SOURCE:
I have decided they will become a (..erm...) country inn; this is freestyle and inspired by seeing a thread on the "Airfix Tribute Forum" (the thread "Airfix 2015 Railway Group Build; MrT's Country Inn").  I have no particular prototype I am modelling, although I do recall once visiting a much larger old inn with the same fundamental layout as I am trying to achieve, albeit on a less impressive scale.

 

The Dapol (formerly Airfix) kit is quite attractive and picture postcard "cutesy", but has a few issues in my mind:

  • It is very small for an inn, being perhaps the size of a modern 1970's three bed semi-detached house.
  • The kit is literally a shell (external walls, roof, chimneys and doors); with no internal detail whatsoever.

DATA PROVIDED:
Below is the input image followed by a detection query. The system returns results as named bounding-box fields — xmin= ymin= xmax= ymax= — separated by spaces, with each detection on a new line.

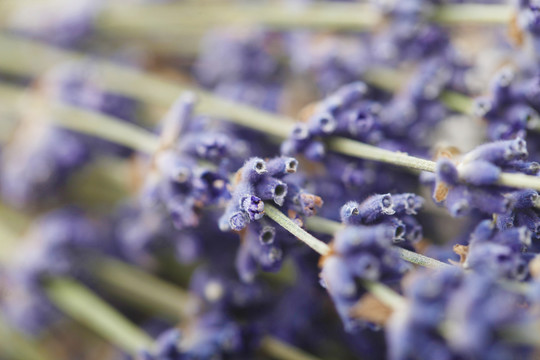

DO THIS: Reproduce the country inn text word for word, between "I have decided" and "less impressive scale.", inclusive. This material has nothing to do with the country inn text.

OUTPUT FOR THIS TASK:
I have decided they will become a (..erm...) country inn; this is freestyle and inspired by seeing a thread on the "Airfix Tribute Forum" (the thread "Airfix 2015 Railway Group Build; MrT's Country Inn").  I have no particular prototype I am modelling, although I do recall once visiting a much larger old inn with the same fundamental layout as I am trying to achieve, albeit on a less impressive scale.